*** Opening of Input ***

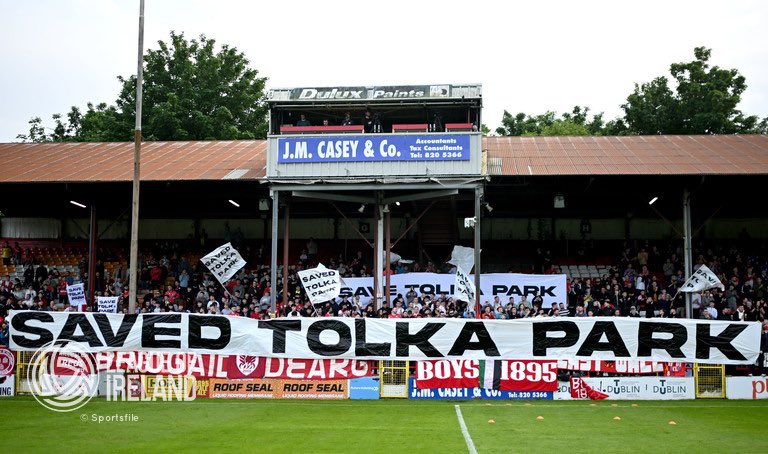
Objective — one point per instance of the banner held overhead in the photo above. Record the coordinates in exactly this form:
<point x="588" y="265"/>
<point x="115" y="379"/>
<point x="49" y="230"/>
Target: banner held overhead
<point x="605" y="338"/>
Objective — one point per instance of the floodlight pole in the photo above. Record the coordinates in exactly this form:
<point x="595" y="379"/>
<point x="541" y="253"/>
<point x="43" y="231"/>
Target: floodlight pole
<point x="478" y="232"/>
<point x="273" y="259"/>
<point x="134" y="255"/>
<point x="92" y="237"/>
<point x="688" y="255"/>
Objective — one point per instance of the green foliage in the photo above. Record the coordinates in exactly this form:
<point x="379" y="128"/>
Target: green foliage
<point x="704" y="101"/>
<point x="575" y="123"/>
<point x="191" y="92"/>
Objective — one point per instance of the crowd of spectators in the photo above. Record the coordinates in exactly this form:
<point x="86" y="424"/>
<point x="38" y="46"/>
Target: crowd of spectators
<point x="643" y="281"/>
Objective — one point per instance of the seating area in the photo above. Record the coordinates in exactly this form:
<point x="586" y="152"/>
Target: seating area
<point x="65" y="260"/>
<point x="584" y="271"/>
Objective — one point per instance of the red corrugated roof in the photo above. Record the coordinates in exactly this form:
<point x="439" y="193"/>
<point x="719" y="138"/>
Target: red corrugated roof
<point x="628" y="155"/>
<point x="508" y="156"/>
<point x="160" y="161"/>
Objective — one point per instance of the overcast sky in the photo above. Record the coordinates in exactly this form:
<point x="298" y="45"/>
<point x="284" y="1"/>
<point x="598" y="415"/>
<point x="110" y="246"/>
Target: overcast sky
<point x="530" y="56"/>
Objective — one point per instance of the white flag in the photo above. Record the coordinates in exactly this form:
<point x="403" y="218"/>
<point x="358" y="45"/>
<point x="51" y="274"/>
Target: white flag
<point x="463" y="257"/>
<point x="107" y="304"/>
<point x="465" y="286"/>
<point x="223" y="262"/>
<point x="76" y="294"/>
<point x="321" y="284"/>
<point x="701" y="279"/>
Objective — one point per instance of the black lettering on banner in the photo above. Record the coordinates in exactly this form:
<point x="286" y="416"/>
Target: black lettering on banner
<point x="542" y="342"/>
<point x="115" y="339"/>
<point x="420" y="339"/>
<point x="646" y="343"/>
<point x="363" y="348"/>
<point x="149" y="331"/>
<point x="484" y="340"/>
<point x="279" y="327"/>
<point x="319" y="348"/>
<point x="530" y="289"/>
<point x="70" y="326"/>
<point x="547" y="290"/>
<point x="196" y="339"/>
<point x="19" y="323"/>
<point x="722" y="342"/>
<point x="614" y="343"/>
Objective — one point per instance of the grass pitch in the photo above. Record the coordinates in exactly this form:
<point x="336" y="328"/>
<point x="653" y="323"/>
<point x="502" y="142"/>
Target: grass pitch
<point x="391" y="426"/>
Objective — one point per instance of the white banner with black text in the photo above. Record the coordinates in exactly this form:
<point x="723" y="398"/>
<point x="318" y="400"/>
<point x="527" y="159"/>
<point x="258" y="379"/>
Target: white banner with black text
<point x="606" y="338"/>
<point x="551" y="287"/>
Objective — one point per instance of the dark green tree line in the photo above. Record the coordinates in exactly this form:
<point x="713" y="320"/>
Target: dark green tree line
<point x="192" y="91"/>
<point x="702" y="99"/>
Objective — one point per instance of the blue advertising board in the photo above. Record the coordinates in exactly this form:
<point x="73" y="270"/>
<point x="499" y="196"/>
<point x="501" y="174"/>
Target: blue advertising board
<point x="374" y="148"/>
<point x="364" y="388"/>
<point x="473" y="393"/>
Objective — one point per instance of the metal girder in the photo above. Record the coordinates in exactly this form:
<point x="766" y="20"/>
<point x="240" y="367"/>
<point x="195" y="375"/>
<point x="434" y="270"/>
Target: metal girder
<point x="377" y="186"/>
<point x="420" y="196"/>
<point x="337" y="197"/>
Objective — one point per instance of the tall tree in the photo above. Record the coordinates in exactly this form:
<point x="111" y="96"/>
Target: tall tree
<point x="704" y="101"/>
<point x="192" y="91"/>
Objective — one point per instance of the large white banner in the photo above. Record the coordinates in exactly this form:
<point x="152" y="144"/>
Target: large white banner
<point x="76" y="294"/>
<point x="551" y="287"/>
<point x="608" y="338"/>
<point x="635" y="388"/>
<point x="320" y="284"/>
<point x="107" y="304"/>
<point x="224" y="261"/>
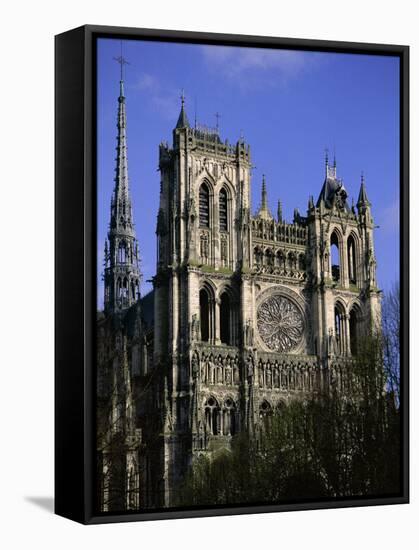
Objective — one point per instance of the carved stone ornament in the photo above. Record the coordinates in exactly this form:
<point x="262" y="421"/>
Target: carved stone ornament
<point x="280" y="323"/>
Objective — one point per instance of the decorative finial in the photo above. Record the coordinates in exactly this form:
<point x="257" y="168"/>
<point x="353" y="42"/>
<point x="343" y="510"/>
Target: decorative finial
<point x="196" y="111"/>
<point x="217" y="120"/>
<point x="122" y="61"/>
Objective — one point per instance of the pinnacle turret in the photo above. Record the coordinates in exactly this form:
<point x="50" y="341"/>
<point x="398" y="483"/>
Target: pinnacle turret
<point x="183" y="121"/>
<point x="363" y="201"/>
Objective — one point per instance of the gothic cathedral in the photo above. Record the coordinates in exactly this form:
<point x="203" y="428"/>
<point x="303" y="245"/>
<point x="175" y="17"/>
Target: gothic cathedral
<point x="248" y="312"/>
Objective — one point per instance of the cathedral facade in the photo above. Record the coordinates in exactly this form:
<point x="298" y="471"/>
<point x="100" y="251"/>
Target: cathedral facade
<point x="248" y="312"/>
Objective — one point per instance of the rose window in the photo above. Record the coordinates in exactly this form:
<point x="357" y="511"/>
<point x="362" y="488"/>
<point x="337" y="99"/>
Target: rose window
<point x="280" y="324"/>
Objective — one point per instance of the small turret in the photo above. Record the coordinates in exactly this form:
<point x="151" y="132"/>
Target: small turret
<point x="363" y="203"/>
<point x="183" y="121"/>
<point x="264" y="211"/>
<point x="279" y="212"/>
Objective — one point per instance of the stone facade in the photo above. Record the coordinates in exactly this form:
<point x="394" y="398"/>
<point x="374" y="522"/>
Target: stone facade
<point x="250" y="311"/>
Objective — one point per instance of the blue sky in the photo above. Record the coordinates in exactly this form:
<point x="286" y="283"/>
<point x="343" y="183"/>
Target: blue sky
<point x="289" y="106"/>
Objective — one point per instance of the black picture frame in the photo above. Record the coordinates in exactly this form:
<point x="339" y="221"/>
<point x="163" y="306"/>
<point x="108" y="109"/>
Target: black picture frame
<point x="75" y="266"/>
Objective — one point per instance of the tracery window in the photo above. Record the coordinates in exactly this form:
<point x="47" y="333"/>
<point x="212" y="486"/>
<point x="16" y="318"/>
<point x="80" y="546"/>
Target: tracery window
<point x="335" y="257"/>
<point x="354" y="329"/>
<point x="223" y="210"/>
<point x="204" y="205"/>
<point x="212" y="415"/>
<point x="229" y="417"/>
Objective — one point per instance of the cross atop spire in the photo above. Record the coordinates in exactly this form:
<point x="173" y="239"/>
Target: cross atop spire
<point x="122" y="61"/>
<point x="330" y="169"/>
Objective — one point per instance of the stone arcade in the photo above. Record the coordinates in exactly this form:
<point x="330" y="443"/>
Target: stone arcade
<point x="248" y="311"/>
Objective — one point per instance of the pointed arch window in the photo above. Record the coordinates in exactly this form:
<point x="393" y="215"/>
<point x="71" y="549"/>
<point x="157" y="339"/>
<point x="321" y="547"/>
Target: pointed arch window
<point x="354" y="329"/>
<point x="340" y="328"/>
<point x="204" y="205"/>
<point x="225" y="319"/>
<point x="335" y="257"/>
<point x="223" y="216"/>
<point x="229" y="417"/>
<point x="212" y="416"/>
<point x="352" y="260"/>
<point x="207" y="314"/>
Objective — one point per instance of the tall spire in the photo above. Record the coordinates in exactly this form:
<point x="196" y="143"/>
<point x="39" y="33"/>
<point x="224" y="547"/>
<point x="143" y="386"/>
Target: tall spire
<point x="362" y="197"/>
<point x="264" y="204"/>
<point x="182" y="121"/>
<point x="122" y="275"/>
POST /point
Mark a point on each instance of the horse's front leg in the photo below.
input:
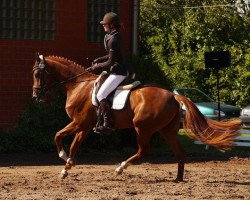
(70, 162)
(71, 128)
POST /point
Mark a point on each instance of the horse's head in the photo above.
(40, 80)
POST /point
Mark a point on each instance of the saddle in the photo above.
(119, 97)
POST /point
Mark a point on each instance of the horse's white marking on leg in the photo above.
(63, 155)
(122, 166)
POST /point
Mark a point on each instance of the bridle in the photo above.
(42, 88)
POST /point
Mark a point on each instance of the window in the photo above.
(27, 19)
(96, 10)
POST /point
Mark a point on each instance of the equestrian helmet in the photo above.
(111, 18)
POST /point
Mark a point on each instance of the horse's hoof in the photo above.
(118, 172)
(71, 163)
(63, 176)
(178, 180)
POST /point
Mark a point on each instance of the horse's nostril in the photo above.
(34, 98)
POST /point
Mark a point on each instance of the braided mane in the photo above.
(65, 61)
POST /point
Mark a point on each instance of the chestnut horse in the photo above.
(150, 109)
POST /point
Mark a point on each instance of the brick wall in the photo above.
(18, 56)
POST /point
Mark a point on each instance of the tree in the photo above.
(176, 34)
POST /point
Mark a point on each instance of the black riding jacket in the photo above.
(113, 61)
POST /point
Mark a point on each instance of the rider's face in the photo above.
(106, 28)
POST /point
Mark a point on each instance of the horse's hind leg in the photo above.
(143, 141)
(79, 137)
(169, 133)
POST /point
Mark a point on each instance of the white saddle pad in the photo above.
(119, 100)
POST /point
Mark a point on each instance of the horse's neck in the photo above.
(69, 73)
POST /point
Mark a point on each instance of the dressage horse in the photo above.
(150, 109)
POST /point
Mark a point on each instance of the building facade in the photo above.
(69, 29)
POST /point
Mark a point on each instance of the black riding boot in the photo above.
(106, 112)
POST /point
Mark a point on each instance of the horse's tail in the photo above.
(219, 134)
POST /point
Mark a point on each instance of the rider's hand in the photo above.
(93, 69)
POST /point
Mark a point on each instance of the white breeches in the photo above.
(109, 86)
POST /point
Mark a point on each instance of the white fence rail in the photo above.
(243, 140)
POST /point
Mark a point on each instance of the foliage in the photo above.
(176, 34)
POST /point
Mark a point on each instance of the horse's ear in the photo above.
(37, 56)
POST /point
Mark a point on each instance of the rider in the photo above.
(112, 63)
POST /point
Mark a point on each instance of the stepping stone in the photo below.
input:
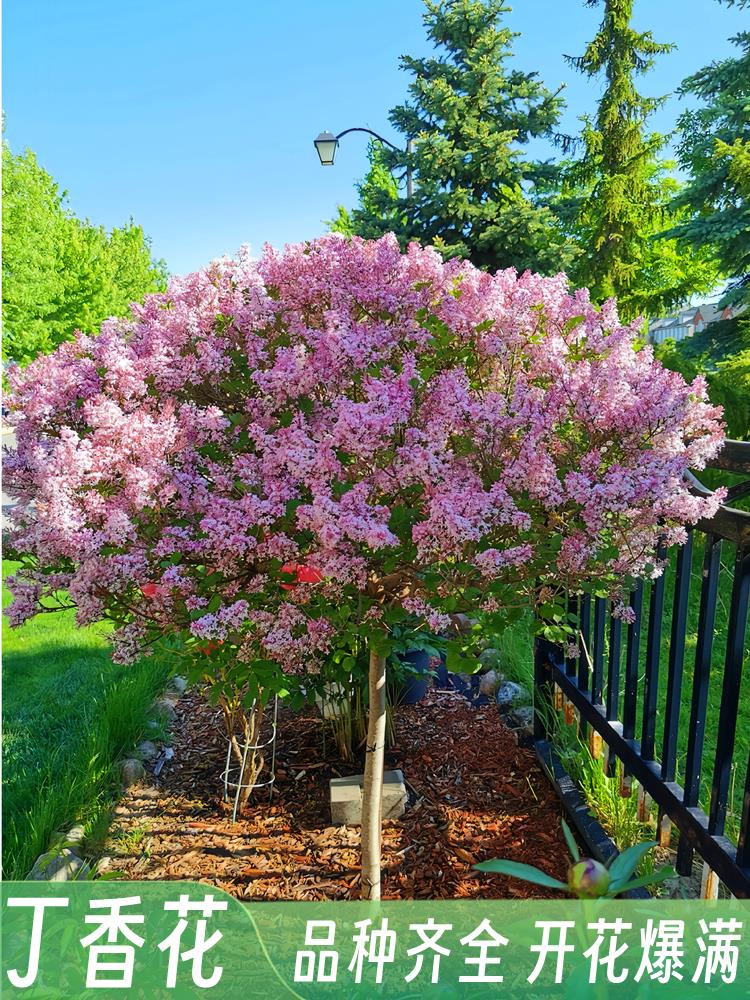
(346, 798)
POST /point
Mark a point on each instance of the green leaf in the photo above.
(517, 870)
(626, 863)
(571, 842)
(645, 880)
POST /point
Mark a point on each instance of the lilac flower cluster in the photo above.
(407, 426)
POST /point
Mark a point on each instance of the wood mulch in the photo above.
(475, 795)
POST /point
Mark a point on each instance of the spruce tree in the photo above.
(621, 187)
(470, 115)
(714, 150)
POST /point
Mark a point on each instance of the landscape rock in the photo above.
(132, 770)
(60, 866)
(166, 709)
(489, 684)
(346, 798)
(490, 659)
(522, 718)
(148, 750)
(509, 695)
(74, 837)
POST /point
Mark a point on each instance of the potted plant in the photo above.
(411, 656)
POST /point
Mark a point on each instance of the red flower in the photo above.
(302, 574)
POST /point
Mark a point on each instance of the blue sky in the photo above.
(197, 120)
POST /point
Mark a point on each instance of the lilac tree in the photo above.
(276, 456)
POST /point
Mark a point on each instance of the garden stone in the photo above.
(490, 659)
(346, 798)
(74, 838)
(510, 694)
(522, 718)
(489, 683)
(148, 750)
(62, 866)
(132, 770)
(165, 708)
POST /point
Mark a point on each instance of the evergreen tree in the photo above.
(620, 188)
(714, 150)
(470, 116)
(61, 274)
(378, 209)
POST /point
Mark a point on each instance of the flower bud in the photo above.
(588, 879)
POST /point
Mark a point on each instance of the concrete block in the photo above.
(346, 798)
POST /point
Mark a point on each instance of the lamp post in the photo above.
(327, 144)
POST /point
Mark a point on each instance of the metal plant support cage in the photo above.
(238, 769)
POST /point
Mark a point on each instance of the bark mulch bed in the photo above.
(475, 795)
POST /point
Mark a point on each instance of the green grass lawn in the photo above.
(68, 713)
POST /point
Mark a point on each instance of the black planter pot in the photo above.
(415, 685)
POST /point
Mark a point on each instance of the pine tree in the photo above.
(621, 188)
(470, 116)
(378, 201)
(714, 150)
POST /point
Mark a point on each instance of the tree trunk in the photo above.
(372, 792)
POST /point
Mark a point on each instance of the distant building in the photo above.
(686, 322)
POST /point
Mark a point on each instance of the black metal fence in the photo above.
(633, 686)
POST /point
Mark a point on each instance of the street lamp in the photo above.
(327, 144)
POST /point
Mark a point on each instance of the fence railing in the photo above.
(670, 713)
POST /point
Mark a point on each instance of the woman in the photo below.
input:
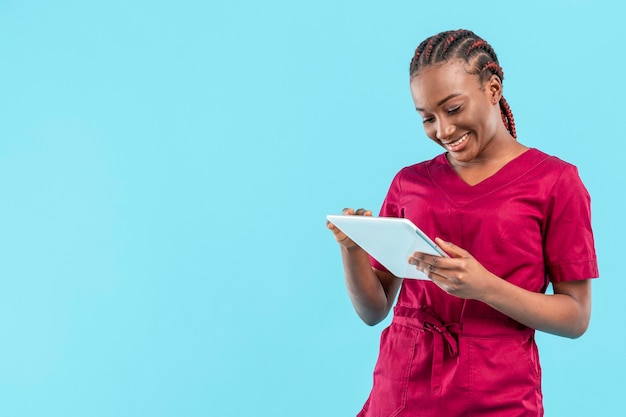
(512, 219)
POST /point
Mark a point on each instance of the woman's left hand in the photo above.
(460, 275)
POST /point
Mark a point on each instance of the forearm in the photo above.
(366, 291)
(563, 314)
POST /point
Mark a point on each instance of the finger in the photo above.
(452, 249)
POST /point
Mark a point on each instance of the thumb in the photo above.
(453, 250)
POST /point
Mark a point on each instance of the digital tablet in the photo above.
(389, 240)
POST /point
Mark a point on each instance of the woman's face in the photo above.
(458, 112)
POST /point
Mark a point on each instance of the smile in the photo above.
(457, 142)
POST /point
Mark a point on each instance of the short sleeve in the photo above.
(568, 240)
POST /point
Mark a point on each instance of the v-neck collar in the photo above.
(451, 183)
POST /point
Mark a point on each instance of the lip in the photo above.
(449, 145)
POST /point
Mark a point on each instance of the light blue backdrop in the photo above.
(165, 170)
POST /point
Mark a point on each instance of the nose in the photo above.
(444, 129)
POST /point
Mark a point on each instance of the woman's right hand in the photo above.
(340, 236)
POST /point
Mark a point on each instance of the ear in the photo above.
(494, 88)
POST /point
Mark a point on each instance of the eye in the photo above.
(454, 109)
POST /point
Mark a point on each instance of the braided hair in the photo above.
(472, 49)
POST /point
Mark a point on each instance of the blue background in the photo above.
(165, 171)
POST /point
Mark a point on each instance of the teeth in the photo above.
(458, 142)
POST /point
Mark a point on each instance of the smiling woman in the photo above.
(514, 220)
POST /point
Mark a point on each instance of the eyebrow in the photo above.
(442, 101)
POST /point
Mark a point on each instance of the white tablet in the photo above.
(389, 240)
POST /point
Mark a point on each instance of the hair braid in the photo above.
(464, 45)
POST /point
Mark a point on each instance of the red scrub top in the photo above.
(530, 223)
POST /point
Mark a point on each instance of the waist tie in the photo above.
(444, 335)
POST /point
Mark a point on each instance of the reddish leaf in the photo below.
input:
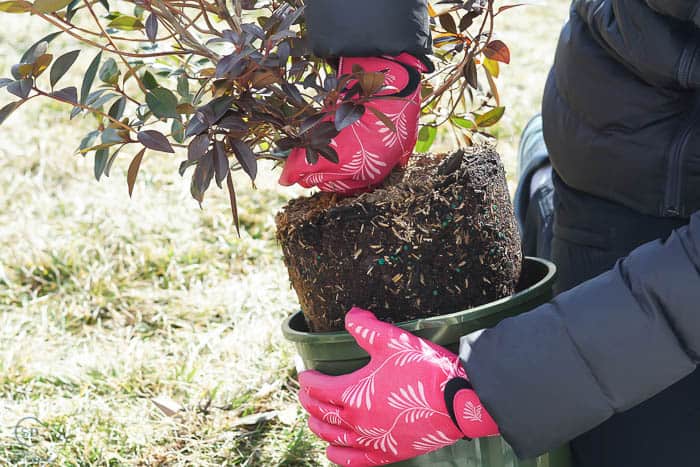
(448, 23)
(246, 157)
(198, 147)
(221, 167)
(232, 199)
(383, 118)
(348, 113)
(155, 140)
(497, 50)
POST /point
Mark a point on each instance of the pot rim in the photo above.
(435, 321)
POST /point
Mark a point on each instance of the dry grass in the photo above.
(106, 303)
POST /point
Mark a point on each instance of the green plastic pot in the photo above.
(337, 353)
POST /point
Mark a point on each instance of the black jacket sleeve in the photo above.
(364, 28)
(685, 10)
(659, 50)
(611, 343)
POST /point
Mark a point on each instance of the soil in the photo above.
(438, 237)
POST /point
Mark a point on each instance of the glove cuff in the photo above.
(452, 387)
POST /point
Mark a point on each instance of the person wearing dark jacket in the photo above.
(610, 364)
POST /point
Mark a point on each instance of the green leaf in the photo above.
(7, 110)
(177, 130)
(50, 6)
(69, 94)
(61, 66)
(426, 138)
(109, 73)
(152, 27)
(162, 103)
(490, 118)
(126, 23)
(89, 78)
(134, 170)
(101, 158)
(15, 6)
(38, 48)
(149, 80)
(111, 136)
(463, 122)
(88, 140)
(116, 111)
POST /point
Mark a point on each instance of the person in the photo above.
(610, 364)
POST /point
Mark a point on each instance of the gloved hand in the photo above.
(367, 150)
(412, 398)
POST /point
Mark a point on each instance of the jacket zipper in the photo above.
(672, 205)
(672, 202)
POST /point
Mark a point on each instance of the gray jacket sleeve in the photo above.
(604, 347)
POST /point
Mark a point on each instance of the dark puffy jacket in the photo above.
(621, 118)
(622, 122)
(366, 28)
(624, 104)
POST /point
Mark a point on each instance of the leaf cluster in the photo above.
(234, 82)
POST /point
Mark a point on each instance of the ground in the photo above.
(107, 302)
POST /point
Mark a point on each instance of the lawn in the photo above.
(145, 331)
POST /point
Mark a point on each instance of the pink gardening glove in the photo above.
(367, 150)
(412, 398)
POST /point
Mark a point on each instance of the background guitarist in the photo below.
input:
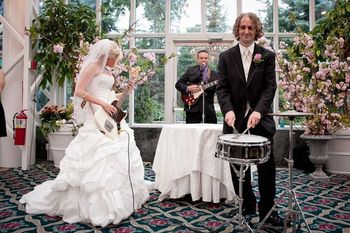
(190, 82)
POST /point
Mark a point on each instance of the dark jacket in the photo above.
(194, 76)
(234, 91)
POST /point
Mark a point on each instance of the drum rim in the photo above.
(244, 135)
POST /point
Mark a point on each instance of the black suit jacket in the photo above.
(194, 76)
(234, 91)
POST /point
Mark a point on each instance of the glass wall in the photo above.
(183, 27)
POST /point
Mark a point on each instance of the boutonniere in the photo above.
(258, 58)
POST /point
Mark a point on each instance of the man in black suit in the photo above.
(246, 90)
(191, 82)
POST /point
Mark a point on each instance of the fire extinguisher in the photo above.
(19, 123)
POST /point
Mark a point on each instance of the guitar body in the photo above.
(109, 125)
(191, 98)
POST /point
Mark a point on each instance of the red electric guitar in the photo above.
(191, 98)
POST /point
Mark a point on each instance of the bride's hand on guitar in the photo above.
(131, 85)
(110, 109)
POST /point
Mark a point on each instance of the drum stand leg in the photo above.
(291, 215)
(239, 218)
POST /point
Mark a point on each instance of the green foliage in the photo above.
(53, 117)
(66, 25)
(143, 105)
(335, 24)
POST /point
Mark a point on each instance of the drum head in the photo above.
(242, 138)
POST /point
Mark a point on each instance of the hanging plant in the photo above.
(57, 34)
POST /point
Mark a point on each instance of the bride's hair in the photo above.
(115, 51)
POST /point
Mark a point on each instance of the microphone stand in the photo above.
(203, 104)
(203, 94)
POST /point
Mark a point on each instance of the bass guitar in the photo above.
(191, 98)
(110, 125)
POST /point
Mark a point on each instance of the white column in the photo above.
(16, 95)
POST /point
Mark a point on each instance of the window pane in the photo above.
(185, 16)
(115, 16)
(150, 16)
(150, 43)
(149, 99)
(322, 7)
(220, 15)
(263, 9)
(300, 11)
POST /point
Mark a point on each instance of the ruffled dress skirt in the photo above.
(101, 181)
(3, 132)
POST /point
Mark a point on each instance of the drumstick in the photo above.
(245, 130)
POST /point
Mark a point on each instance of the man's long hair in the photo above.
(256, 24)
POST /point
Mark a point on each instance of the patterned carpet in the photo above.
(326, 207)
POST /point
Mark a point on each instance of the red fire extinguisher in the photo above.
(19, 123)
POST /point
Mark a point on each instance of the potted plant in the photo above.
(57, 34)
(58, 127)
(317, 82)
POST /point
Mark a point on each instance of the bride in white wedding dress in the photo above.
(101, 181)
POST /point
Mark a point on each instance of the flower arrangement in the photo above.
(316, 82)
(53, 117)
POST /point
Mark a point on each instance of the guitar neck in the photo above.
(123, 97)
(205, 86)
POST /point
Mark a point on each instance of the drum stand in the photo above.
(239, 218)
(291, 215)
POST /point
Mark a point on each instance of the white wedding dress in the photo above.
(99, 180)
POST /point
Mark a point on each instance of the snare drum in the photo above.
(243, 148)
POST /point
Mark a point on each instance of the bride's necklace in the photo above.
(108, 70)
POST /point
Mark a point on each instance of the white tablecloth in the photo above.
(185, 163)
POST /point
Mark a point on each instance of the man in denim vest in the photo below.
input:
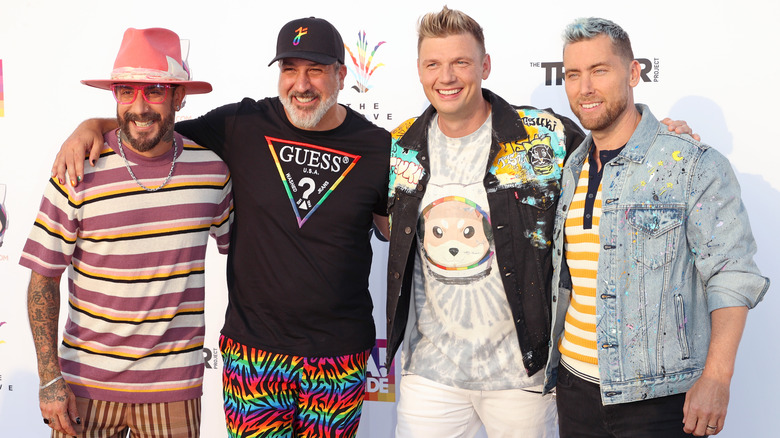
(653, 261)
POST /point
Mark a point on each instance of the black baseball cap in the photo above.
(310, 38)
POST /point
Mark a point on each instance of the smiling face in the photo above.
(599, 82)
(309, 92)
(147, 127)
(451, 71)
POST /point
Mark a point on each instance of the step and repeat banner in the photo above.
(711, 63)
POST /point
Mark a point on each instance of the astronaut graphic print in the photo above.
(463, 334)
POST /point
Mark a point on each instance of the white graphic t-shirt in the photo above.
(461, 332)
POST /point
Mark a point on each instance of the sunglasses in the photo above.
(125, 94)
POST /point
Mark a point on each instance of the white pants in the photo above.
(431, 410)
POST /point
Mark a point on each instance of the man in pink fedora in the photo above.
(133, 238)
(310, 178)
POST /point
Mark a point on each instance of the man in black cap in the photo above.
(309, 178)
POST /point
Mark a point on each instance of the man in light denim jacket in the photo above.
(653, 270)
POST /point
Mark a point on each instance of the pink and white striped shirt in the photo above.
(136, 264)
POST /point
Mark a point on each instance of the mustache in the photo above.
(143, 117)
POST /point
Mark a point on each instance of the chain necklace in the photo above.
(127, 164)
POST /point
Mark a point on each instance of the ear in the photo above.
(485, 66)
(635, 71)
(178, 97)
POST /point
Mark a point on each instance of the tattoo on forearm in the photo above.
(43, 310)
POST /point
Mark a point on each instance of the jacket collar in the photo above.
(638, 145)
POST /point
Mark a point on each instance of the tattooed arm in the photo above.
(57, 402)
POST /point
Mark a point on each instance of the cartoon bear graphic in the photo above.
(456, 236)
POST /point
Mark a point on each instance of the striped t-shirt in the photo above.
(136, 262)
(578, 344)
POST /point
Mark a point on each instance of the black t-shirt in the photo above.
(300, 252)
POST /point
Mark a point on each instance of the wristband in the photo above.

*** Close of Input ***

Try it: From the line with "Mark a point on each instance of the striped" through the final line of the records, return each line exactly. Leave out the rest.

Output of the exercise:
Mark a point on each instance of the striped t-shirt in the photo above.
(136, 262)
(578, 344)
POST /point
Mark a point on each instance of the black t-shirt in the photo above.
(300, 252)
POST /point
Mark a point on each instance of the wristband in the photo above.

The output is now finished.